[Point-per-instance localization data]
++++++++

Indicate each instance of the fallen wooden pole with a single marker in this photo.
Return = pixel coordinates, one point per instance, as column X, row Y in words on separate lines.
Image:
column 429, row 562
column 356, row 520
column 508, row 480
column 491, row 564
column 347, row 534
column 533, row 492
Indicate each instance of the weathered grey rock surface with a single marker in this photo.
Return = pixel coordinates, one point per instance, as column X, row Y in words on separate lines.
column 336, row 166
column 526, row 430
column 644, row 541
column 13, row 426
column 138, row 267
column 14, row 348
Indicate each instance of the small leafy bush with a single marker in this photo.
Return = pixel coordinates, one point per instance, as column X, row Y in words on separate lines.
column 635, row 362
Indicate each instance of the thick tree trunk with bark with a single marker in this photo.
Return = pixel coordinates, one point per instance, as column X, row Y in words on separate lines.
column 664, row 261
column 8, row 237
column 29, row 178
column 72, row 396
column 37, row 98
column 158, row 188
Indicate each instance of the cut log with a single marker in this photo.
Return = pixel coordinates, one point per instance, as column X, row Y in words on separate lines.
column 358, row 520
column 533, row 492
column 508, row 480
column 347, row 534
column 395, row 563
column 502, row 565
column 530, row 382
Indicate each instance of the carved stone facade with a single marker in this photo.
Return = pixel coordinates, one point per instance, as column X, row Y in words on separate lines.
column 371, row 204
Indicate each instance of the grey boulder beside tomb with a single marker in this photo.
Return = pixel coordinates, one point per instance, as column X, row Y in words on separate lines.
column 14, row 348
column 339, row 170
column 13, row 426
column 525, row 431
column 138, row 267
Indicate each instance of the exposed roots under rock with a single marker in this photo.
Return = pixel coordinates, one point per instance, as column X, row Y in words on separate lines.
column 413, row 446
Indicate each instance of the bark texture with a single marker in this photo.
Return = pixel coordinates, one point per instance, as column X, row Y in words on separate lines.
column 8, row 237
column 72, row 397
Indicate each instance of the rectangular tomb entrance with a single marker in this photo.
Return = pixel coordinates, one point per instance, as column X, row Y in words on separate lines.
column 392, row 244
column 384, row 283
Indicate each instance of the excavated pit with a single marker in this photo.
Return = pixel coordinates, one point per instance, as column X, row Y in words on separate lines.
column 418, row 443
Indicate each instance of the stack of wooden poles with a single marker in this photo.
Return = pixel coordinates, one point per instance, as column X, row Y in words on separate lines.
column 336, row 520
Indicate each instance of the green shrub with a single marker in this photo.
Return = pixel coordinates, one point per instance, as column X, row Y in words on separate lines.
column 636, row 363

++++++++

All entries above should be duplicated exactly, none omitted.

◆ **EXERCISE ANSWER**:
Indicate each instance of the fallen wooden pole with a single marker in this photo.
Return = pixel coordinates, one point per instance, as column X, row Y in words on separate lines.
Image:
column 429, row 562
column 356, row 520
column 508, row 480
column 491, row 564
column 347, row 534
column 533, row 492
Indicate each instance of the weathered grey rock surface with a single marker in this photo.
Return = pixel coordinates, one point per instance, as column X, row Y in words on separate lines.
column 336, row 166
column 526, row 430
column 644, row 541
column 13, row 426
column 138, row 267
column 14, row 348
Indicate each instance of the small leafy bush with a single marker in this photo.
Return = pixel coordinates, one point per instance, as column X, row Y in words on separate lines.
column 635, row 362
Indicate each instance of the thick tree trunk with bark with a single marker in this photo.
Return = pixel coordinates, one point per instance, as column X, row Y in words on separate lines.
column 664, row 261
column 8, row 237
column 29, row 178
column 72, row 396
column 37, row 98
column 158, row 188
Indicate each instance of the cut log with a single marker in this photo.
Return = pixel coordinates, one point per instance, as column X, row Y in words on separate lines.
column 358, row 520
column 533, row 492
column 508, row 480
column 347, row 534
column 395, row 563
column 502, row 565
column 530, row 382
Indicate each instance of the carved stone facade with a single marker in this photo.
Return = pixel coordinates, one point per instance, as column X, row Y in words on separate lines.
column 371, row 204
Indicate each instance of the grey boulder beside tomb with a single marker in this photo.
Return = pixel coordinates, one point per instance, as column X, row Y in words on separate lines.
column 14, row 348
column 339, row 170
column 13, row 426
column 525, row 431
column 138, row 267
Indicate each instance of the exposed roots under rock with a single marker in this photo.
Return = pixel coordinates, one point per instance, as column X, row Y in words on separate lines.
column 413, row 446
Indicate each instance of the bark texture with a single marker in this photo.
Return = pixel coordinates, one point per instance, as column X, row Y in words on separate lines.
column 8, row 237
column 72, row 397
Indicate each instance of the rectangular tomb entrance with a single marker in this photo.
Return = pixel coordinates, one point per instance, as column X, row Y in words on separate lines.
column 392, row 244
column 384, row 283
Indicate each instance of the excavated pit with a single marker in this photo.
Return = pixel coordinates, one point per instance, as column X, row Y in words on separate lines.
column 418, row 443
Indicate each instance of the stack of wooden poles with a single marker in this photo.
Return = pixel coordinates, one point per instance, as column X, row Y in words on separate lines.
column 336, row 520
Indicate each instance of the green shrub with a single marker in this photo.
Return = pixel coordinates, one point per instance, as column X, row Y in words on separate lines.
column 636, row 363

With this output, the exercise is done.